TRAVAIL DEMANDÉ:
Réécrivez les lignes du début des enregistrements jusqu'à la ligne contenant « 123), (167, 124)] » incluse, en remplaçant « right hand » par « left hand » et sans rien changer d'autre.

++++

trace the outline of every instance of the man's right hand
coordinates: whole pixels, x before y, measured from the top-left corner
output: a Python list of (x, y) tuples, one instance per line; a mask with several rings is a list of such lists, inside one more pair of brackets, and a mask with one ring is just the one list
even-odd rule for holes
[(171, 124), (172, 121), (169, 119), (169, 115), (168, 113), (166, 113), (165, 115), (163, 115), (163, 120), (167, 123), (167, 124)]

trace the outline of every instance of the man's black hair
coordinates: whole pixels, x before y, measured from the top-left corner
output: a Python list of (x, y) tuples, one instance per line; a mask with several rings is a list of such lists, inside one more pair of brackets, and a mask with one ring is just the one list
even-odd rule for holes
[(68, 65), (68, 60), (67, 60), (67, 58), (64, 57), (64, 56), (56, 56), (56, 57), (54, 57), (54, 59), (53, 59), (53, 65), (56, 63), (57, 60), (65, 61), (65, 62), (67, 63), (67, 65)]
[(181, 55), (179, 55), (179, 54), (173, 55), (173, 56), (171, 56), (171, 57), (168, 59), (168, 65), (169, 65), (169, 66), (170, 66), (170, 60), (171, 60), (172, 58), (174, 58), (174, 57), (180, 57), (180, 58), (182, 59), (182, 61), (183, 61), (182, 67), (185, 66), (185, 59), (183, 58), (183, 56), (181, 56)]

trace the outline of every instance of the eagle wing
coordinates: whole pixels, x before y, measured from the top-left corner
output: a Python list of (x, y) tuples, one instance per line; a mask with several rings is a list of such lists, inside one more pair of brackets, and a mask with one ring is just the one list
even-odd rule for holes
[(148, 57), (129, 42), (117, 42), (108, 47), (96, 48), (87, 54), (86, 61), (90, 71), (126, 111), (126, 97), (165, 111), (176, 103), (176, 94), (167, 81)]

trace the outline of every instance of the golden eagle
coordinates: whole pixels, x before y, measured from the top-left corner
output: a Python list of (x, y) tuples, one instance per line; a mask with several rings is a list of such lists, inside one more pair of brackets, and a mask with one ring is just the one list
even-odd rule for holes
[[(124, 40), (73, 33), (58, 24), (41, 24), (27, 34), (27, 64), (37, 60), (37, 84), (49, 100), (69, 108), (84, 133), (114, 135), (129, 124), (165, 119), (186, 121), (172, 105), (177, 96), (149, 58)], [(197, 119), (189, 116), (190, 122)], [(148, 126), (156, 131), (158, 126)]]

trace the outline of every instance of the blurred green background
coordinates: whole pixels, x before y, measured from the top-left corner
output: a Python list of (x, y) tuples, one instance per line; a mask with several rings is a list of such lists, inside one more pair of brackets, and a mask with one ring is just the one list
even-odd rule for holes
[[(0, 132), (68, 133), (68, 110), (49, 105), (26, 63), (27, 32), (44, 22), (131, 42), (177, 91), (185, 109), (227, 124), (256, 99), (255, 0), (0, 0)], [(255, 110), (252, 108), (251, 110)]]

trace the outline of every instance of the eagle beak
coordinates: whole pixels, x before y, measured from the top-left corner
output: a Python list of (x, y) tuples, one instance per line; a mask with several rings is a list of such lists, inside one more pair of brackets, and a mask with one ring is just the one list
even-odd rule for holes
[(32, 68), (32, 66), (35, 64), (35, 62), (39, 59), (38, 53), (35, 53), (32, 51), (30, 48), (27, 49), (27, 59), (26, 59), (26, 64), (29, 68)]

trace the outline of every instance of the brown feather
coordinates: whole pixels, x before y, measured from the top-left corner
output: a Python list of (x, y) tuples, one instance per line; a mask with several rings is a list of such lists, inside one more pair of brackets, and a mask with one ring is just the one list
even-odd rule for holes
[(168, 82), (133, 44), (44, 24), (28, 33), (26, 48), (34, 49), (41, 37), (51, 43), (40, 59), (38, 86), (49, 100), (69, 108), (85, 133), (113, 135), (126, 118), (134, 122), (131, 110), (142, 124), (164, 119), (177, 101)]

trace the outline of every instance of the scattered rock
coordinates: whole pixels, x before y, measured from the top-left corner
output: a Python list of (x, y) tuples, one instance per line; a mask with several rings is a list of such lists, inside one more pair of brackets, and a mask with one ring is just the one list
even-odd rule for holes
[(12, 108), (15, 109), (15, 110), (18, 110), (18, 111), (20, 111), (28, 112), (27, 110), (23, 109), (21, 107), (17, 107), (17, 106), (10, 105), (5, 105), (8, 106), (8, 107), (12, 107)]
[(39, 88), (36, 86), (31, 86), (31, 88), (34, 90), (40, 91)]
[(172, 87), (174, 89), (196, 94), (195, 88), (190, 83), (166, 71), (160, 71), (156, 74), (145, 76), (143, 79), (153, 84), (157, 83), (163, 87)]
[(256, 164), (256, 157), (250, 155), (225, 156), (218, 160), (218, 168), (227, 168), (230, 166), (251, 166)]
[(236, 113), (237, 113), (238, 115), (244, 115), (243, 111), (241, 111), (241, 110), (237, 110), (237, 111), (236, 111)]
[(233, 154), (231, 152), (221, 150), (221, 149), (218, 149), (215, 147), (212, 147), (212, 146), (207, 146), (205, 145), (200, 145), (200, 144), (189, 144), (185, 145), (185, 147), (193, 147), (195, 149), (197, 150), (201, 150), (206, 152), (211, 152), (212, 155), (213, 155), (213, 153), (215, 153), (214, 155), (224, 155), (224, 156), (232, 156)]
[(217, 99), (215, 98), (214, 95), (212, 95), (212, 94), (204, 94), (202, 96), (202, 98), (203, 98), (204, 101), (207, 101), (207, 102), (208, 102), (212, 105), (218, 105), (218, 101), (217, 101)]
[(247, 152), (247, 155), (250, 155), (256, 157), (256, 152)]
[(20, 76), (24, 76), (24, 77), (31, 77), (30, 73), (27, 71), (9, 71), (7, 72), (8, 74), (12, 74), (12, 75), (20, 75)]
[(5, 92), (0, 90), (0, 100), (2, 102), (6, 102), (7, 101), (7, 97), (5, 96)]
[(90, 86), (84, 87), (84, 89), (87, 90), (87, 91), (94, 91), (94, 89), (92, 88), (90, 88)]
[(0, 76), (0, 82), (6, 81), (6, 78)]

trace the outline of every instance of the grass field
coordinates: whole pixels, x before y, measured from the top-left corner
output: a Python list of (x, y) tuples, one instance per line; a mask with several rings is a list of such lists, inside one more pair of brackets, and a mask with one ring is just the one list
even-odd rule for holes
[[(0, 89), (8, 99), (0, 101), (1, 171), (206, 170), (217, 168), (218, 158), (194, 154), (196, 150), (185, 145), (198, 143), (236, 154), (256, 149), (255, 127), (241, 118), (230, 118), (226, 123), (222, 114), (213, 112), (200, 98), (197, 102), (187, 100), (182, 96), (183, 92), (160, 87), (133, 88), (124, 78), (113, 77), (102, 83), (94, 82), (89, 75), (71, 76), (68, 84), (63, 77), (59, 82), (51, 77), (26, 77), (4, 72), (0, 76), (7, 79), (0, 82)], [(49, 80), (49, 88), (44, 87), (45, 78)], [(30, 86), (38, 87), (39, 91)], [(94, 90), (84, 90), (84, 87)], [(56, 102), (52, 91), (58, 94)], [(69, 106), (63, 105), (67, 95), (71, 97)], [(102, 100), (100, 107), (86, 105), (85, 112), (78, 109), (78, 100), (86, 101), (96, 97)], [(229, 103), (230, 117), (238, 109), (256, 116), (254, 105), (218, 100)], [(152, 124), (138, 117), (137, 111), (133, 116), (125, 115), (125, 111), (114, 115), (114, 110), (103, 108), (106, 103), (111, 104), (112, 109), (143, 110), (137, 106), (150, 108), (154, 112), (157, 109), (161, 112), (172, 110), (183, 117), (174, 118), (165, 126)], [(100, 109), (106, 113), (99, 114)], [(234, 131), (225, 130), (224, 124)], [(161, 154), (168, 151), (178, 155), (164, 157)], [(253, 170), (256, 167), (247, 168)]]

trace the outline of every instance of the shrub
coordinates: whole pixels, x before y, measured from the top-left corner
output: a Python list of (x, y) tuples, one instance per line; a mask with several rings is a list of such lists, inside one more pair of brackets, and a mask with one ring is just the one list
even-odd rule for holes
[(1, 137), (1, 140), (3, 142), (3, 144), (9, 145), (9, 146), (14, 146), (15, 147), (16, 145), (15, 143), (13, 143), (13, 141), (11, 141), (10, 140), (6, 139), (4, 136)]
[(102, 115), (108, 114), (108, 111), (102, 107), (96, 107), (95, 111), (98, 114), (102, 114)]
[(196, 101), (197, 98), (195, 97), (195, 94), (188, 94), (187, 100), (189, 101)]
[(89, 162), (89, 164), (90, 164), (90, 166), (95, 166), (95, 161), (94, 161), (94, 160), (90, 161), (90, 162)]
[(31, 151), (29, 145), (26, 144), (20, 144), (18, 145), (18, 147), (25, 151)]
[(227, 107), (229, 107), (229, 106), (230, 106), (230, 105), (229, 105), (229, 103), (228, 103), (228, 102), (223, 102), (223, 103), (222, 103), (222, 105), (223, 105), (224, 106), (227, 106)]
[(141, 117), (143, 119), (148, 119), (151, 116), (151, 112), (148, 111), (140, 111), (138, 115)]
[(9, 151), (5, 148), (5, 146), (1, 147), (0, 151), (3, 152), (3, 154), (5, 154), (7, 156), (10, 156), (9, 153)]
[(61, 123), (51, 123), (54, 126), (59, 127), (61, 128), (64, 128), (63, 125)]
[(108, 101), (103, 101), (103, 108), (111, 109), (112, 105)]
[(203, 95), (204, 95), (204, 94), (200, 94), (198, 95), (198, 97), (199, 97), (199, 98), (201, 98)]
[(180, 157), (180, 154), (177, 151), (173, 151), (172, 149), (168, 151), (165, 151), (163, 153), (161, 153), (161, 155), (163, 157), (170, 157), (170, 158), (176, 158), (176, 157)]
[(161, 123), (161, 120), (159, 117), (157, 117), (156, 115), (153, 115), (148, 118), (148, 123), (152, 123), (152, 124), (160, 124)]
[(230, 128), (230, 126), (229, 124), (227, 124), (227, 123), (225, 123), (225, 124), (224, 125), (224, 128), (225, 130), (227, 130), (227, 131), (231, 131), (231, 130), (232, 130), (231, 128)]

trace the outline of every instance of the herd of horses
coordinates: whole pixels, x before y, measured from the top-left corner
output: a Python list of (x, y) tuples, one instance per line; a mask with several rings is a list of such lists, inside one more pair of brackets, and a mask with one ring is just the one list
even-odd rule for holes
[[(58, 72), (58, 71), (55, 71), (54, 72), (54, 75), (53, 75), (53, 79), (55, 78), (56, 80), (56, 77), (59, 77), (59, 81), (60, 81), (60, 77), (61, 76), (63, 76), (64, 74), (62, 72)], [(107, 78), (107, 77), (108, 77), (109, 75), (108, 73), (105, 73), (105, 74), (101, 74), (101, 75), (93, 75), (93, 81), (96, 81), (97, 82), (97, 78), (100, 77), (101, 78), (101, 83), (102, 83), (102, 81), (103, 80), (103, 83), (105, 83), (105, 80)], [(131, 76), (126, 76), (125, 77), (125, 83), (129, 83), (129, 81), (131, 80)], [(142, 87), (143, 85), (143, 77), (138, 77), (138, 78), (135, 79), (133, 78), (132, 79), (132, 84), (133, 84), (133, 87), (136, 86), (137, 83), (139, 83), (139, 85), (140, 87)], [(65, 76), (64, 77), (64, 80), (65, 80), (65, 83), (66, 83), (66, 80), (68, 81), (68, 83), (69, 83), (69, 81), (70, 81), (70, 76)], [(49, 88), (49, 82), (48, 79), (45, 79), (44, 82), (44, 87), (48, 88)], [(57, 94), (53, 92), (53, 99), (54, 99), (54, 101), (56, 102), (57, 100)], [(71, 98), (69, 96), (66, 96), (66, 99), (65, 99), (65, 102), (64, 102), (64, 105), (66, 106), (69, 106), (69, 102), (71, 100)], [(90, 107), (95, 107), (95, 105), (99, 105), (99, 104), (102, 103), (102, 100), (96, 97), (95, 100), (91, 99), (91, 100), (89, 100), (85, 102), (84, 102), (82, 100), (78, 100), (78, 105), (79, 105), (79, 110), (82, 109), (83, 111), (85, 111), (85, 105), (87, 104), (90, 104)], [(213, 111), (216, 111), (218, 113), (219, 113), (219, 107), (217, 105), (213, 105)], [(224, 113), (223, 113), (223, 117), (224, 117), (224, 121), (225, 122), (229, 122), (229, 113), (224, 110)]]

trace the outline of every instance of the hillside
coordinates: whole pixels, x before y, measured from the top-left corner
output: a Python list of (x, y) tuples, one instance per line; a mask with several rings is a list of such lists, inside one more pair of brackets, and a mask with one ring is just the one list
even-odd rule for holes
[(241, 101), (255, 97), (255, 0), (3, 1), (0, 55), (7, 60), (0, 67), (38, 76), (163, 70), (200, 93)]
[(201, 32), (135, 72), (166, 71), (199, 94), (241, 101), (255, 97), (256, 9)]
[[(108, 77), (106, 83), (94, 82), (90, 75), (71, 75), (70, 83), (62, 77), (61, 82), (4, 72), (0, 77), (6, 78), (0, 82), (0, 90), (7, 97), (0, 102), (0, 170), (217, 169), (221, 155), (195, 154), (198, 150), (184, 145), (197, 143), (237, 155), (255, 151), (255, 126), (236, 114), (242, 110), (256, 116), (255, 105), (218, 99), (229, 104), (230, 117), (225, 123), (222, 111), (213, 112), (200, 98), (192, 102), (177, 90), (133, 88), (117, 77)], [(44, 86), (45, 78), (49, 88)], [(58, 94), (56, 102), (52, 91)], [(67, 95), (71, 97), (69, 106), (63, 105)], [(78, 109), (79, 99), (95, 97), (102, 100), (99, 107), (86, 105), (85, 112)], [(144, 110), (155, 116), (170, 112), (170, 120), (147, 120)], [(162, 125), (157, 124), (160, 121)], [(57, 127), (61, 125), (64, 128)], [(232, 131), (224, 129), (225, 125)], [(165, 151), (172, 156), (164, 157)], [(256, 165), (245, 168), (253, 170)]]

++++

RÉSULTAT OBTENU:
trace the outline of every instance of the man's left hand
coordinates: whole pixels, x before y, measured from the top-left corner
output: a Python list of (x, y) tuples, one instance per line; a mask with several rings is a list of such lists, inside one more pair of brackets, and a mask with one ring is just the one list
even-odd rule for holes
[(171, 124), (172, 121), (169, 119), (169, 115), (168, 113), (166, 113), (165, 115), (163, 115), (163, 120), (167, 123), (167, 124)]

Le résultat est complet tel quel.